**YOUR INSTRUCTIONS:** Copy out the lines below word for word, all of them, and leave the pictures out of your copy.

**Image point annotation entries:**
* BEGIN *
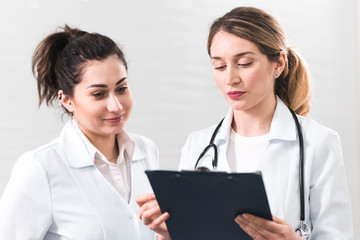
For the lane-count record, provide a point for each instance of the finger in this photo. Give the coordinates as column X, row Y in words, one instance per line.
column 279, row 220
column 250, row 228
column 149, row 215
column 147, row 206
column 262, row 223
column 160, row 220
column 143, row 198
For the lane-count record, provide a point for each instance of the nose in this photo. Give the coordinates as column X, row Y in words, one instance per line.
column 232, row 75
column 113, row 104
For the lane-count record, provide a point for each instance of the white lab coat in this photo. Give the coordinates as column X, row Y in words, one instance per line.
column 56, row 192
column 328, row 209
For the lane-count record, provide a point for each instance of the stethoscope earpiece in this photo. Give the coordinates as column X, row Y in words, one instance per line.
column 304, row 231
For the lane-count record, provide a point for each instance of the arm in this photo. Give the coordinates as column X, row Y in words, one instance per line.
column 26, row 203
column 260, row 228
column 330, row 207
column 151, row 215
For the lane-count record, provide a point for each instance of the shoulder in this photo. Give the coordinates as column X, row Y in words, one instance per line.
column 316, row 132
column 37, row 157
column 145, row 148
column 142, row 141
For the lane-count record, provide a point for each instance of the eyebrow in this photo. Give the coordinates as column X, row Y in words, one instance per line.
column 237, row 55
column 104, row 85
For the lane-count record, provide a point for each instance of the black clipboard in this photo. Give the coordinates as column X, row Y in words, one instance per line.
column 203, row 205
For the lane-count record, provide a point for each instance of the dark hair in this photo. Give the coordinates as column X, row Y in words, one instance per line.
column 257, row 26
column 60, row 58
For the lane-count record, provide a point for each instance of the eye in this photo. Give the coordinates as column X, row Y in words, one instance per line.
column 122, row 89
column 220, row 67
column 98, row 95
column 244, row 64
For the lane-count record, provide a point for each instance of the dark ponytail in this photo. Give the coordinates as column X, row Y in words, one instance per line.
column 60, row 58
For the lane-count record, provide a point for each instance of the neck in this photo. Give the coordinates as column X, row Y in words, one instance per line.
column 107, row 146
column 255, row 121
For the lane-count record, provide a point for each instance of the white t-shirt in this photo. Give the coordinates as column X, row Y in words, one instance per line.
column 245, row 153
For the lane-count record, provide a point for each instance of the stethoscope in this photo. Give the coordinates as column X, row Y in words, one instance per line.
column 303, row 231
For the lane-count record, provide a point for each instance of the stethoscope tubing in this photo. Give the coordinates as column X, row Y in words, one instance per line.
column 213, row 146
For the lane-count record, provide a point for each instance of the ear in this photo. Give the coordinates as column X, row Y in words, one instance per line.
column 65, row 101
column 280, row 64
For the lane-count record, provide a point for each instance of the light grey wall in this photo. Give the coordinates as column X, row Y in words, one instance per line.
column 169, row 70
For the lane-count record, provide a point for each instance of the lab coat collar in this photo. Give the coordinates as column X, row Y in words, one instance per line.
column 74, row 148
column 77, row 154
column 282, row 125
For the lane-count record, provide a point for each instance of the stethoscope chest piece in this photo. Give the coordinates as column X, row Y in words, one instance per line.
column 304, row 231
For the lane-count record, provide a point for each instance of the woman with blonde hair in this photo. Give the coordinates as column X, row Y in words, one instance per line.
column 266, row 83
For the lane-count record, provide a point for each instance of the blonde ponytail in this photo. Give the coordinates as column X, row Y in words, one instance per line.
column 293, row 86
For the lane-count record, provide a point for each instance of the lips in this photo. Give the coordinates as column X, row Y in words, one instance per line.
column 235, row 94
column 114, row 119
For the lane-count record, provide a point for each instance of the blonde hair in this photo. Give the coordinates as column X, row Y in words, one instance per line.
column 255, row 25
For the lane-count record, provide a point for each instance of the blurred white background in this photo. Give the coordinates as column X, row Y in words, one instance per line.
column 169, row 69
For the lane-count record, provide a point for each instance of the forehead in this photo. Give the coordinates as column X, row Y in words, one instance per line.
column 109, row 69
column 225, row 43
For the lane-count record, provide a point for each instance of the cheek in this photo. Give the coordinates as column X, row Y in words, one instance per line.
column 218, row 80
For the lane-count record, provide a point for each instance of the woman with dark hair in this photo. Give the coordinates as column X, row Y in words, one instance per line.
column 82, row 184
column 266, row 83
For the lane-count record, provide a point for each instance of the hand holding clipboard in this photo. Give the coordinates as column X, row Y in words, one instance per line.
column 203, row 205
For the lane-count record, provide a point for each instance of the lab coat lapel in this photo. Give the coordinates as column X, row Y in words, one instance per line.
column 96, row 190
column 222, row 142
column 281, row 153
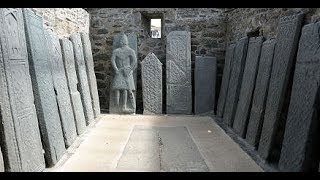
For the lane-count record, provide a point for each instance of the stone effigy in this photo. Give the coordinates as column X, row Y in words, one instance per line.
column 205, row 84
column 287, row 42
column 90, row 72
column 235, row 80
column 83, row 85
column 300, row 137
column 71, row 74
column 151, row 74
column 225, row 79
column 21, row 142
column 247, row 86
column 260, row 93
column 178, row 67
column 124, row 63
* END *
**REPLY:**
For the lane-count record, provide a point for each instance of the finger in this photo. Give the coordinates as column X, row Y in words, one instance per line.
column 279, row 220
column 250, row 228
column 149, row 215
column 147, row 206
column 262, row 223
column 160, row 220
column 143, row 198
For the lane-count record, provide a point for each instance of the nose in this photo. Give the coordinates as column X, row Y in words, one instance per line.
column 232, row 75
column 113, row 104
For the lane-count record, provide a point for each instance of the white lab coat in this photo. Give the coordinates as column X, row Y in words, one instance per line.
column 56, row 192
column 328, row 209
For the lane-count record, provide a point for each instance of the stethoscope earpiece in this photo. Give the coordinates as column X, row Y in words, one instance per line.
column 304, row 231
For the lane-count record, provide a point for each instance of the arm in this photo. Give the coordinates as column X, row Y in words, one instance per line.
column 26, row 203
column 260, row 228
column 330, row 207
column 151, row 215
For the lane-count record, provide a point for each instance of the shoulder in this photo. Give the coordinates as column X, row Y in words, one instance per line.
column 316, row 132
column 37, row 157
column 145, row 148
column 142, row 141
For the lane-count record, provide a point for each instance of the eyebrow in this photo. Give the coordinates as column X, row Y in words, one instance per line.
column 237, row 55
column 104, row 85
For the lane-count record, provide a point for each instance of the black clipboard in this photo. Give the coordinates as column X, row Y in words, one instance per line.
column 203, row 205
For the lane-count record, provide a point for each instance of the dark hair in this photo. Give the coordinates as column X, row Y in words, one instance per line.
column 257, row 26
column 60, row 58
For the lane-count record, provide a point for each instance of the eye in this photo. Give the coordinates as column X, row Y in words, one instance per line.
column 122, row 89
column 220, row 67
column 98, row 95
column 244, row 64
For the lane-count record, provide a point for each instance of the dark ponytail in this photo. Give the coordinates as column X, row Y in words, one instance per line.
column 60, row 58
For the lane-count record, provide a point for each instance of the neck in this photo. Give the coordinates as column X, row Y in words, one instance per line.
column 107, row 146
column 255, row 121
For the lane-count record, provide a point for each instance of the white t-shirt in this photo. Give the coordinates as column X, row Y in words, one instance per line.
column 245, row 153
For the lane-count record, provide a point for each instance of the stethoscope in this photo. Give the coordinates as column X, row Y in words, one instance per line.
column 303, row 231
For the lane-count record, provide a point for each instance of the stethoscope tubing in this photo. Give the coordinates as column X, row Y in words, one instance per line.
column 213, row 146
For the lane-count record, provide a point for each instance of the ear in this photo. Give the coordinates as column X, row Y in words, one instance per line.
column 65, row 101
column 280, row 64
For the lane-count record, provide a point for each instance of the light grey wall in this photo. Give the coordinates as column X, row Y in words, one instance per line.
column 169, row 70
For the lane-count record, provide a point for each instance of the lab coat collar in this photo. Give the coordinates as column X, row Y in words, one instance per line.
column 74, row 148
column 77, row 154
column 282, row 125
For the lane-count record, provide a point for each instance of the stethoscope chest piece in this photo. Give the coordinates as column X, row Y in words, one instance per line.
column 304, row 231
For the lane-count record, provide a point for each instance of the woman with blonde hair in this photo. Give the coordinates as column X, row Y in words, one instance per line.
column 266, row 83
For the lane-count record, provide a point for each instance of the blonde ponytail in this photo. Give the coordinates as column X, row Y in words, one instance per line.
column 293, row 86
For the lane-count record, provide a point for each instance of the lips in this photo. Give the coordinates as column X, row Y in words, one instance per line.
column 235, row 94
column 114, row 119
For the lane-count record, provide a point for each instance of the blonde hair in this photo. Give the coordinates as column X, row Y in words, one instance per line.
column 255, row 25
For the lane-count record, provide a point for each instance of the blurred white background in this photo. Give the coordinates as column X, row Y in words, one instance per line.
column 169, row 69
For the lane-count record, provide a point for each instance of the forehead in this photo. Give the coordinates as column X, row Y in words, one instance per line.
column 109, row 69
column 225, row 43
For the lane-count record, provide a point for each instance of the cheek in this photo. Give the coordinates as column X, row Y in words, one instance per line.
column 218, row 80
For the lane-count record, provide a point for each instance of the woman with dark hair in this photo. Give the coordinates as column X, row Y in words, one instance per line.
column 82, row 184
column 266, row 83
For the lane-count record, provide a point for each instance of the hand holding clipboard in this photo. Give the coordinates as column X, row Y in words, one instance per line.
column 203, row 205
For the lane-count record, provide a point for each instance of the lab coat lapel in this photo. Give the coordinates as column X, row Y in words, one instance per line.
column 96, row 190
column 222, row 142
column 281, row 153
For the lane-count record, provide a point for each instance of the stone effigy in this photo. Give the coordinates as column X, row Y in words, one instance per line.
column 205, row 84
column 287, row 42
column 90, row 72
column 235, row 80
column 83, row 85
column 300, row 137
column 71, row 74
column 151, row 74
column 225, row 79
column 21, row 142
column 247, row 86
column 260, row 93
column 178, row 67
column 124, row 63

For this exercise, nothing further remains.